#### Reading text:
--
Laureano was stranded but the Orioles didn’t complain. He had a clutch hit, and they took the first lead for only the second time in their last nine games.

Sugano loaded the bases in the first inning and threw 26 pitches, but the Yankees didn’t take advantage of a single, walk and hit batter. Volpe grounded into a force to douse the rally. Sugano retired the side in order in the second on 11 pitches and stranded four runners over his last three innings.

“Amazing, amazing,” O’Hearn said. “It seems like he doesn’t throw anything in the middle. He just stays on the edges. He throws so many pitches. He was electric, and we need that. Tomo was outstanding.”
--
#### Record excerpts:

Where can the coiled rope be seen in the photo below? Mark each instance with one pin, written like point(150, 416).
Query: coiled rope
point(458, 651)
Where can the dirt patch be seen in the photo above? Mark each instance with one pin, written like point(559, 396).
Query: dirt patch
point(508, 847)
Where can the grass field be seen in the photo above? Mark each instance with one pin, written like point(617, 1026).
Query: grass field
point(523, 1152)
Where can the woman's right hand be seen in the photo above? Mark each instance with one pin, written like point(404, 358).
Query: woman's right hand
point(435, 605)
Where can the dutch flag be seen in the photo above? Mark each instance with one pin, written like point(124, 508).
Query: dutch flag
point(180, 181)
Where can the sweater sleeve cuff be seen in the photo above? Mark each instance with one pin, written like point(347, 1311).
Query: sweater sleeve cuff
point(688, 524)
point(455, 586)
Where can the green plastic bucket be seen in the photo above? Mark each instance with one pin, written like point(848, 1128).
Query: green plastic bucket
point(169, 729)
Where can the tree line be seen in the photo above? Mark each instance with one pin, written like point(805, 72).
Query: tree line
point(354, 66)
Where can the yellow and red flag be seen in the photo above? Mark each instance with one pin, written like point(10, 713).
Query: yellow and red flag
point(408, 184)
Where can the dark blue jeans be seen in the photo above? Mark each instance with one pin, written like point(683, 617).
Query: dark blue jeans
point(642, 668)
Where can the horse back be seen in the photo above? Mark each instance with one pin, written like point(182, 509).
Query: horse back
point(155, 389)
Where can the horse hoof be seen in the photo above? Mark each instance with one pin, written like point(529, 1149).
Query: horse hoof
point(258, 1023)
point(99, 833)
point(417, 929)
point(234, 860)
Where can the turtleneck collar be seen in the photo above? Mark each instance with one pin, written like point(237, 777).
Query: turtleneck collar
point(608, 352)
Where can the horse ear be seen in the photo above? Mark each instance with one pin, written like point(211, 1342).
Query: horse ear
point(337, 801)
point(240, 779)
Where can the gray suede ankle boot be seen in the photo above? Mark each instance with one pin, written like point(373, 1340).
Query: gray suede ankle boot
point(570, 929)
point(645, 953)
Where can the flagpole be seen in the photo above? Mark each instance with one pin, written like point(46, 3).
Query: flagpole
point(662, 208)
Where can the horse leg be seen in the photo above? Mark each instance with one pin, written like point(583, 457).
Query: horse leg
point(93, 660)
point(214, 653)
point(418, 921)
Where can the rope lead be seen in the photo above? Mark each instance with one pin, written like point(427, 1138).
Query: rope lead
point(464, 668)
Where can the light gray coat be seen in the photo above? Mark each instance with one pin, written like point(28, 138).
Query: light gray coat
--
#### Exercise tasks:
- 1) In the baseball game report, how many pitches did Sugano throw in the first inning?
- 2) Write what comes next in the baseball game report, picking up after O'Hearn's quote about Tomo.

#### Outputs in order:
- 1) 26 pitches.

- 2)
“I thought he was great,” Hyde said. “Such a tough lineup to get through two-plus times because of their elite ability to not chase pitches and control the strike zone. The fella (Judge) hitting second for them is just such a tough out. Just really impressed. The ability to move the ball around the strike zone and change speeds, to pitch, it’s kind of a lost art in today’s game. And it’s refreshing. He dumps curveballs in for strikes, I liked the split tonight, being able to locate his fastball to both sides.”

His final pitch, and his 95th, was hit 402 feet to center field and Mullins timed the leap perfectly to deny Goldschmidt. Sugano applauded by smacking his glove and other teammates raised their arms.

“It affected me big time,” Sugano said. “If it wasn’t for that catch, we might have not win. So, big-time play.”

This was going to be their night. They were due.  

“It’s the way this game is,” O’Hearn said. “You just get hot and you keep it rolling. I think tonight was a step in the right direction. Guys in our lineup are extremely capable of putting up runs. We’ve shown that we have really good hitters, guys who make great swing decisions, and obviously the power. All of it, together.

“It’s, what, April 28? It feels like we’ve been punched in the gut a little bit this first month, but I have all the confidence in the world in these guys, and we’re going to get it going.”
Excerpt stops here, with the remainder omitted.